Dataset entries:
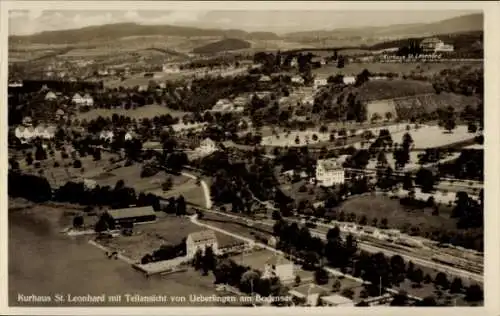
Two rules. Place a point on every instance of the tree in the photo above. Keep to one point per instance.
(29, 159)
(181, 205)
(336, 285)
(78, 221)
(321, 276)
(425, 179)
(474, 293)
(441, 280)
(349, 293)
(198, 259)
(383, 223)
(101, 225)
(427, 301)
(388, 116)
(97, 154)
(297, 280)
(77, 164)
(456, 286)
(400, 299)
(363, 220)
(167, 185)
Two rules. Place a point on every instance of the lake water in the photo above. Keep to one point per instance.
(44, 262)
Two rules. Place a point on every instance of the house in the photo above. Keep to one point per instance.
(171, 68)
(135, 215)
(20, 133)
(77, 99)
(349, 80)
(337, 300)
(106, 135)
(27, 121)
(297, 80)
(59, 114)
(265, 79)
(309, 294)
(201, 241)
(279, 267)
(129, 136)
(320, 83)
(434, 44)
(240, 101)
(88, 100)
(223, 105)
(50, 96)
(207, 146)
(329, 172)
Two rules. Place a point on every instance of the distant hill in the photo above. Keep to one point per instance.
(228, 44)
(116, 31)
(466, 23)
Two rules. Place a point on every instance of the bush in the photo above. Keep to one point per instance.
(77, 164)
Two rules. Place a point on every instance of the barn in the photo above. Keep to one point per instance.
(133, 215)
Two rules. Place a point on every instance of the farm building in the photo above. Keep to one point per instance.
(329, 172)
(297, 80)
(207, 146)
(279, 267)
(142, 214)
(337, 300)
(50, 96)
(320, 83)
(309, 293)
(349, 79)
(201, 240)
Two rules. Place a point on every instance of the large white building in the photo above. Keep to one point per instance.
(201, 241)
(26, 134)
(329, 172)
(279, 267)
(207, 147)
(434, 45)
(320, 83)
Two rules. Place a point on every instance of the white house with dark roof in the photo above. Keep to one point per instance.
(133, 215)
(88, 100)
(279, 267)
(329, 172)
(50, 96)
(201, 241)
(207, 147)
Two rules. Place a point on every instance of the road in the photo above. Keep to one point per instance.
(366, 246)
(363, 245)
(194, 220)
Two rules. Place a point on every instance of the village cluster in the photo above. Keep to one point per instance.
(315, 175)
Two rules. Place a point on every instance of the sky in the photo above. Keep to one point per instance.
(25, 22)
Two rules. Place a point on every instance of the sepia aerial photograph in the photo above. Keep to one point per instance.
(242, 158)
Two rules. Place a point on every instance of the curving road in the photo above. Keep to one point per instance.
(194, 220)
(366, 246)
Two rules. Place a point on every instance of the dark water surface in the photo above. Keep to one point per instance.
(44, 262)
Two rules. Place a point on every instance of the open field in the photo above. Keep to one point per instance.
(73, 266)
(149, 237)
(398, 217)
(426, 69)
(147, 111)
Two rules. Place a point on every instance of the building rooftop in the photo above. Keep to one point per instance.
(206, 235)
(132, 212)
(329, 164)
(336, 299)
(304, 290)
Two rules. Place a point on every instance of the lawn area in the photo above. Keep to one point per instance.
(147, 111)
(235, 226)
(427, 69)
(377, 206)
(149, 237)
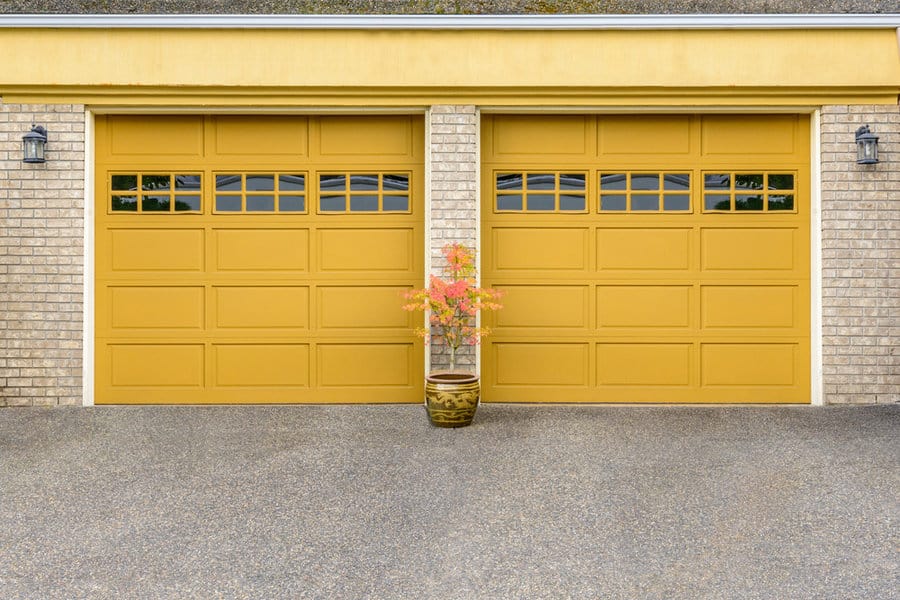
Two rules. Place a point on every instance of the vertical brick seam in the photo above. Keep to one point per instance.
(454, 196)
(860, 258)
(41, 257)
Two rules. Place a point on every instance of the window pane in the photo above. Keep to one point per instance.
(124, 203)
(155, 182)
(291, 203)
(571, 202)
(124, 182)
(612, 202)
(612, 181)
(154, 203)
(676, 181)
(719, 181)
(717, 202)
(745, 202)
(509, 182)
(781, 182)
(183, 203)
(260, 203)
(332, 183)
(785, 202)
(228, 203)
(395, 203)
(541, 181)
(677, 202)
(332, 203)
(509, 202)
(363, 203)
(363, 183)
(187, 182)
(228, 183)
(291, 183)
(645, 181)
(645, 202)
(395, 183)
(541, 201)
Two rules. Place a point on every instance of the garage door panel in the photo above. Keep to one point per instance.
(261, 250)
(261, 365)
(155, 250)
(261, 307)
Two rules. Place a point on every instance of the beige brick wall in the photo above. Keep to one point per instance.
(41, 257)
(860, 258)
(453, 156)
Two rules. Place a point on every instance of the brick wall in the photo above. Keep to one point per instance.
(454, 195)
(860, 258)
(41, 257)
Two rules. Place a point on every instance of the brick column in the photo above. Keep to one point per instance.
(453, 162)
(860, 258)
(41, 257)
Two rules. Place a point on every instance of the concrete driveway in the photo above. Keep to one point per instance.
(371, 502)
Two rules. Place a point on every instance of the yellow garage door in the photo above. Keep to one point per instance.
(257, 259)
(647, 258)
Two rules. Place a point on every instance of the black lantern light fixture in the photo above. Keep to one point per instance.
(866, 146)
(33, 144)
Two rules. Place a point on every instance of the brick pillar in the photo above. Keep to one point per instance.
(41, 257)
(860, 258)
(453, 156)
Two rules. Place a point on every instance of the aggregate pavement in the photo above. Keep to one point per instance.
(372, 502)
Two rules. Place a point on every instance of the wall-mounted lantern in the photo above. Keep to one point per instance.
(33, 144)
(866, 146)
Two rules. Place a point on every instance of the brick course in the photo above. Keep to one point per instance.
(41, 258)
(860, 258)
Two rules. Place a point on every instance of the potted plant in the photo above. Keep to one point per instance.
(453, 303)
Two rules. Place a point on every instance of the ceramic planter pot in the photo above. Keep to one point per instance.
(451, 398)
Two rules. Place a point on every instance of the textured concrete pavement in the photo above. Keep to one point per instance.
(371, 502)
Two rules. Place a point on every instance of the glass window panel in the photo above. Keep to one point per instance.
(612, 181)
(291, 203)
(291, 183)
(363, 183)
(541, 201)
(260, 183)
(613, 202)
(124, 182)
(332, 183)
(748, 182)
(747, 202)
(155, 182)
(785, 202)
(154, 203)
(717, 181)
(260, 203)
(395, 183)
(187, 182)
(645, 202)
(124, 203)
(717, 202)
(228, 183)
(395, 203)
(541, 181)
(332, 203)
(360, 203)
(645, 181)
(781, 181)
(677, 202)
(676, 181)
(510, 181)
(228, 203)
(509, 202)
(185, 203)
(571, 202)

## Work task
An exact copy of every record above is required, with all pictures omitted.

## Written solution
Two rules. Place a point on every instance of the tree in the photo above. Keep to one point per instance.
(29, 159)
(181, 205)
(336, 285)
(78, 221)
(321, 276)
(425, 179)
(474, 293)
(441, 280)
(349, 293)
(198, 259)
(383, 223)
(101, 225)
(427, 301)
(388, 116)
(97, 154)
(297, 280)
(77, 164)
(456, 286)
(400, 299)
(363, 220)
(167, 185)
Two rules. Place a point on every instance of the lake water in the photo above. Keep to one point per instance.
(44, 262)
Two rules. Place a point on every instance of the house in the photo above. Keep to one point per instance.
(171, 68)
(135, 215)
(20, 133)
(77, 99)
(349, 80)
(337, 300)
(106, 135)
(27, 121)
(297, 80)
(59, 114)
(265, 79)
(309, 294)
(201, 241)
(279, 267)
(129, 136)
(320, 83)
(434, 44)
(240, 101)
(88, 100)
(223, 105)
(50, 96)
(207, 146)
(329, 172)
Two rules. Place a point on every instance of the distant hill in the photo above. Keep to one point per instance.
(228, 44)
(116, 31)
(466, 23)
Two rules. Place a point on every instance of the bush in the photo above. Keep to one point per instance.
(77, 164)
Two rules. Place a point on every instance of the barn in the photo above. Keep to one point per instance.
(133, 215)
Two rules. Place a point on every instance of the farm building in the photo above. Keep to one point per instance.
(329, 172)
(297, 80)
(207, 146)
(279, 267)
(142, 214)
(337, 300)
(50, 96)
(320, 83)
(309, 293)
(349, 79)
(201, 240)
Two rules. Place a point on every instance of the large white building in the photo above. Keep to one point per instance.
(201, 241)
(26, 134)
(329, 172)
(279, 267)
(207, 147)
(434, 45)
(320, 83)
Two rules. Place a point on every instance of the white house with dark roof in the photo above. Keep to one point per instance.
(133, 215)
(88, 100)
(279, 267)
(329, 172)
(50, 96)
(201, 241)
(207, 147)
Two rules. Place a point on every instance of the road in the photo above. Keep to one point per instance.
(366, 246)
(363, 245)
(194, 220)
Two rules. Place a point on every instance of the village cluster in the photo above. Keep to one point per instance.
(315, 175)
Two rules. Place a point on every instance of the sky in the photo above. Keep to one point per instance.
(25, 22)
Two rules. Place a point on every instance of the sepia aerial photograph in the photo above. Keep to one point per instance.
(242, 158)
Two rules. Place a point on every instance of the curving road in the photo above. Keep to one point per instance.
(194, 220)
(366, 246)
Two rules. Place a point on every instance of the dark water surface in the photo above. Keep to one point per instance.
(44, 262)
Two rules. Place a point on every instance of the open field in the photo above. Keep to one point per instance.
(73, 266)
(149, 237)
(398, 217)
(426, 69)
(147, 111)
Two rules. Place a point on every instance of the building rooftop in the photo above. Keep to one point per instance.
(206, 235)
(132, 212)
(329, 164)
(336, 299)
(304, 290)
Two rules. Place a point on every instance of the lawn area in the photo above. Keep to one point per instance.
(147, 111)
(235, 226)
(427, 69)
(377, 206)
(149, 237)
Two rules. Place a point on every instance of the vertical brick seam in the photo above. Keep to one point per instance.
(454, 196)
(860, 258)
(41, 257)
Two rules. Place a point on every instance of the window pane in the photo above. Keep to one point per instance.
(124, 203)
(155, 182)
(291, 203)
(571, 202)
(124, 182)
(612, 202)
(612, 181)
(154, 203)
(676, 181)
(719, 181)
(717, 202)
(745, 202)
(509, 182)
(781, 182)
(183, 203)
(260, 203)
(332, 183)
(785, 202)
(228, 203)
(395, 203)
(541, 181)
(677, 202)
(332, 203)
(509, 202)
(363, 203)
(363, 183)
(187, 182)
(228, 183)
(291, 183)
(645, 181)
(645, 202)
(395, 183)
(541, 201)
Two rules. Place a point on every instance of the garage door panel in the photo above. Keep to one point per instance.
(261, 250)
(261, 365)
(155, 250)
(261, 307)
Two rules. Place a point on every instance of the beige brick wall in the photo above. Keep to one point per instance.
(41, 257)
(860, 258)
(453, 156)
Two rules. Place a point on every instance of the brick wall in the photo above. Keep to one point per instance.
(454, 195)
(860, 258)
(41, 257)
Two rules. Place a point on every instance of the brick column in the photo above. Keep to one point per instance.
(453, 162)
(860, 258)
(41, 257)
Two rules. Place a point on every instance of the concrete driveway in the photo above. Keep to one point per instance.
(371, 502)
Two rules. Place a point on every instance of the yellow garage door in the photo above. Keep to one point per instance.
(257, 259)
(647, 258)
Two rules. Place a point on every instance of the black lantern light fixture in the photo above. Keep to one point per instance.
(866, 146)
(33, 144)
Two rules. Place a point on every instance of the brick pillar in the photo above. Keep to one point per instance.
(41, 257)
(860, 258)
(453, 156)
Two rules. Place a point on every instance of the aggregate pavement in the photo above. Keep to one point per instance.
(372, 502)
Two rules. Place a point on every instance of the wall-mounted lantern in the photo above. Keep to one point per instance.
(33, 144)
(866, 146)
Two rules. Place a point on every instance of the brick course in the photo above. Keep to one point per instance.
(41, 258)
(860, 258)
Two rules. Place a point on every instance of the potted plant in the photo above. Keep to one point per instance.
(453, 303)
Two rules. Place a point on every instance of the ceramic planter pot in the photo above. Keep to one point per instance.
(451, 398)
Two rules. Place a point on every instance of the textured concrete pavement in the photo above. Keep to one point per instance.
(371, 502)
Two rules. Place a point on every instance of the glass window panel in the photo above. Keep to one point per instance.
(612, 181)
(291, 203)
(291, 183)
(363, 183)
(541, 201)
(260, 183)
(613, 202)
(124, 182)
(332, 183)
(748, 182)
(747, 202)
(155, 182)
(785, 202)
(154, 203)
(717, 181)
(260, 203)
(395, 183)
(187, 182)
(645, 202)
(124, 203)
(717, 202)
(228, 183)
(395, 203)
(541, 181)
(332, 203)
(360, 203)
(645, 181)
(781, 181)
(677, 202)
(676, 181)
(510, 181)
(228, 203)
(509, 202)
(185, 203)
(571, 202)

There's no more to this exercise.